WHAT YOU ARE ASKED TO DO >>
Lines before the one containing "target | assault rifle" are left out; return that line and every line after it exactly, through the end of the data below.

Dataset entries >>
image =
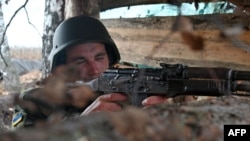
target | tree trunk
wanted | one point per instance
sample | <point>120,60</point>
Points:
<point>54,14</point>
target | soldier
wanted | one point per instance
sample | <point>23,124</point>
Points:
<point>84,42</point>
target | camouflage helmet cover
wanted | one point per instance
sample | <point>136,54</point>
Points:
<point>77,30</point>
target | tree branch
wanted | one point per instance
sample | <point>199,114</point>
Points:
<point>6,28</point>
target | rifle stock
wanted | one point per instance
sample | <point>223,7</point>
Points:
<point>171,81</point>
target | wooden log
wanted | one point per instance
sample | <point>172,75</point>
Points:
<point>152,41</point>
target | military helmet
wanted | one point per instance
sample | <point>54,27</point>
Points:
<point>77,30</point>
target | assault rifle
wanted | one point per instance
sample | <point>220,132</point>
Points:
<point>172,80</point>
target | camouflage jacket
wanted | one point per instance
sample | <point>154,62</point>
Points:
<point>25,116</point>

RESPONSE TO THE EXERCISE >>
target | assault rifle
wanted | one point per instance
sample | <point>220,132</point>
Points:
<point>172,80</point>
target | camouflage jacket
wanted | one point per instance
sample | <point>154,62</point>
Points:
<point>25,116</point>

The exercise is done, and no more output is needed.